= WHAT THE TASK ASKS =
Reproduce the entries below with every "largest disc" replaced by "biggest circle" and everything else unchanged, leaving the pictures out of your answer.

= INPUT ROWS =
───
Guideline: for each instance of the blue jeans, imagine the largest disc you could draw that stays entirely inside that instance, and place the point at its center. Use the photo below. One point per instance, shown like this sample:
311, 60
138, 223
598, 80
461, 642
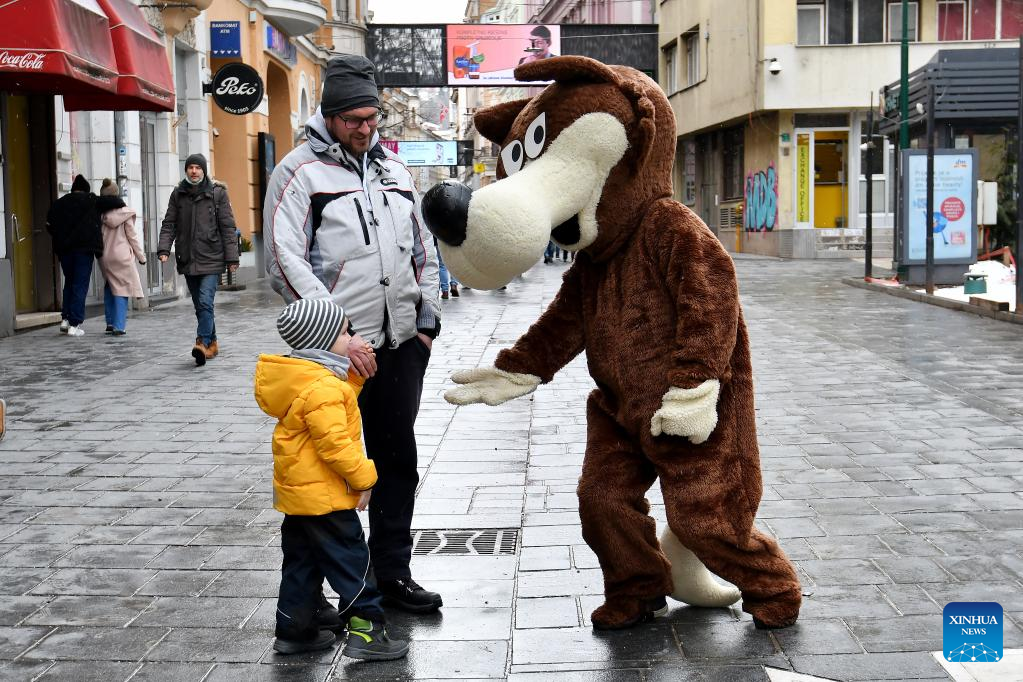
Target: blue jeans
446, 278
116, 309
77, 268
314, 547
204, 288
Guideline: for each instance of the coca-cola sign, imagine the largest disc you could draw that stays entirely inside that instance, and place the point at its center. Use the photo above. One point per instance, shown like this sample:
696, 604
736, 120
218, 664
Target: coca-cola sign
23, 60
236, 88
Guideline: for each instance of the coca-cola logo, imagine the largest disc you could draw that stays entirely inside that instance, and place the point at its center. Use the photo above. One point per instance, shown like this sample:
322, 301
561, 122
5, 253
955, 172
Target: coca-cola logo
23, 61
236, 88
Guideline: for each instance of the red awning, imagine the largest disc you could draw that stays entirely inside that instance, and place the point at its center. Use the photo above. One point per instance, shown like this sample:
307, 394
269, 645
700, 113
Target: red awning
55, 47
144, 82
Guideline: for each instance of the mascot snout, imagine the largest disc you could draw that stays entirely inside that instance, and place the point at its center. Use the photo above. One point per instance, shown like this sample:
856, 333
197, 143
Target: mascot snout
552, 196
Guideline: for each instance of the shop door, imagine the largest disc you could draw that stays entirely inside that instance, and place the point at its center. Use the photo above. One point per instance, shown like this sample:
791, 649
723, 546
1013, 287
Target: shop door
18, 178
829, 178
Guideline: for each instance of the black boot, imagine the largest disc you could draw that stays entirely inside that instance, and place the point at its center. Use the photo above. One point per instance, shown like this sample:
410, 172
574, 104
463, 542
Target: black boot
406, 594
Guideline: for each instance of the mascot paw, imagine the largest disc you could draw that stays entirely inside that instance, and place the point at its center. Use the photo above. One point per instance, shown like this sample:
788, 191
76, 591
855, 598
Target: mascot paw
695, 585
490, 385
687, 412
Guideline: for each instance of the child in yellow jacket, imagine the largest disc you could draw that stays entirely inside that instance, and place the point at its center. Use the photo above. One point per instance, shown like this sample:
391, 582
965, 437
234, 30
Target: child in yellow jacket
321, 476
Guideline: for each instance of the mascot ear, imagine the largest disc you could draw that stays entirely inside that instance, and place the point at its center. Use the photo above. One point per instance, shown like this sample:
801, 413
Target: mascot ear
494, 123
567, 70
646, 130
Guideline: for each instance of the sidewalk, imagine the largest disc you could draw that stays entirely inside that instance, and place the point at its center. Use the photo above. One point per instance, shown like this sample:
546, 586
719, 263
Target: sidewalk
137, 539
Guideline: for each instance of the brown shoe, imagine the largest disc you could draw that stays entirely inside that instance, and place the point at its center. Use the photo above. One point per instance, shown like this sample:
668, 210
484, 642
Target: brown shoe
201, 352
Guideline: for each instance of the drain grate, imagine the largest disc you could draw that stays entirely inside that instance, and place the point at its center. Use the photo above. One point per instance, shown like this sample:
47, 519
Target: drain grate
485, 542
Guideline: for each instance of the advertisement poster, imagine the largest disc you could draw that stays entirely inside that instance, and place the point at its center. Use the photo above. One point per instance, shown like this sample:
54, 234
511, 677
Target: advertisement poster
425, 152
488, 53
953, 216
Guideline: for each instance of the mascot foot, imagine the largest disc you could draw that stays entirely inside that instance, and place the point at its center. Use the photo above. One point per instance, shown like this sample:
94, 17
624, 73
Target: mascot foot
626, 612
694, 584
760, 625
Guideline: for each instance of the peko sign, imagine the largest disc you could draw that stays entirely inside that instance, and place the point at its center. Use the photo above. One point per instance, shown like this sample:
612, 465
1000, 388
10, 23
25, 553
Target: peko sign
23, 61
236, 88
───
= EXPECTED ANSWER =
Guideline: for each instance of the blue jeans, imagine the biggest circle you could draw that stays entirely inside that instance, and place the point at its center. Use the photo below. One point per instance, shown like this sample:
311, 60
138, 223
598, 80
461, 642
Target: blue jeans
446, 278
116, 309
77, 268
314, 547
204, 288
Guideline: for each instance of the coca-cola sign, imagine the biggest circle you could draw that stays entirely inside that instance, and place the point at its center. Use the photo above. One point per instance, shown like this sample:
696, 604
736, 120
218, 664
Target: coca-cola sign
23, 60
236, 88
Guideline: for each instance of the coca-cola logo, imagine the biggest circle you could draw that stays entirely inside that instance, and place the point at its center. Use the photo above. One point per instance, shown like this sample:
322, 301
561, 122
5, 253
955, 172
Target: coca-cola logo
23, 61
236, 88
Guideline: for each instance of the red awning, imagine the biggest circle you could draw that stays entirely inside that instance, and place the point at its center. Use the photo above. One point per instance, shown like this sample:
307, 394
269, 645
700, 113
Target: red awning
55, 47
144, 82
Guideline: for each instance of the mascot snout, imagine the biggest circle you could draw that stays entirely inside that instance, and place the point at its center. Use the photo above. One point per instance, shown like this sample:
856, 333
197, 143
Target: mascot snout
552, 196
Guideline: for each instance of the shop door, imagine the biggest circle you could draw that stays entirely inside that instance, and place the point at its center. Use the photo above. One point per instance, shown like this sample:
791, 649
723, 546
1013, 287
Target: shop door
18, 178
829, 178
Guideline: for each instance of the black boot, imagine the biggest circle you could draw that stays entirely inside that instance, and place the point at its center. Use the photo above. One point per instance, shown like this sample:
410, 172
574, 104
463, 542
Target: black boot
406, 594
Guideline: for each instance of the mascot paw, imagine the biggest circle you could draw that stays entirely inside that instance, and place the point at its center. Use the photo above. One point per instance, shown like this sample:
788, 191
76, 591
855, 598
Target: mascot paw
695, 585
490, 385
687, 412
Guideline: for each instance of the child in yellow jacket, imagine the biggest circle you could draw that stays entirely inside that instance, and place the point at its center. Use the photo above. One point per instance, shown like this sample:
391, 582
965, 437
234, 30
Target: child in yellow jacket
321, 476
Guideline: for each instance of the mascot ear, imagine the biggest circle you could draw that stays entirely inside that instance, and place the point at its center. Use the photo above. One point per instance, shown like this sample:
801, 413
Target: mascot ear
494, 123
567, 70
646, 130
Guideline: for each instance of the sidewalk, imagine the biggest circle you could draw that stays entirely inside that instance, and place the point at its center. Use the photo above. One point per instance, shown like this sample:
546, 586
719, 263
Target: sidewalk
137, 539
Guideline: for each instance of the brown shoe, imagine the biggest circle you could draw that stays entirely inside that instance, and place the point at its center. Use the photo above. One point per instance, shown like this sample:
668, 210
484, 642
Target: brown shoe
201, 352
Guideline: for each instance of the drain grate, imagine the biggest circle you could draw that stays entirely inside that instance, and place the point at its center. Use the photo above. One point per instance, shown like this sample:
47, 519
Target: drain grate
485, 542
Guideline: for each instance of the advertisement poster, imagine the biggest circle you could draw that stays entirely inside that instance, and place the point at its center. Use the photo above. One point per instance, shown like this sample:
54, 234
511, 677
Target: advertisement poster
425, 152
488, 53
953, 216
Guideline: for each instance of the mascot foot, imagine the biggest circle you could draw that stays entirely inside that instance, and place the point at its center. Use the photo above. One point per instance, shown like this sample:
94, 17
624, 73
Target: mascot foot
626, 612
694, 584
760, 625
Guideline: for each instance of the peko sign, imagine the biggest circle you could draw that stays entirely inside that instance, and place the point at its center. Use the photo above. One point per instance, shown like this sample:
612, 465
1000, 388
10, 23
25, 553
Target: peko sign
23, 61
236, 88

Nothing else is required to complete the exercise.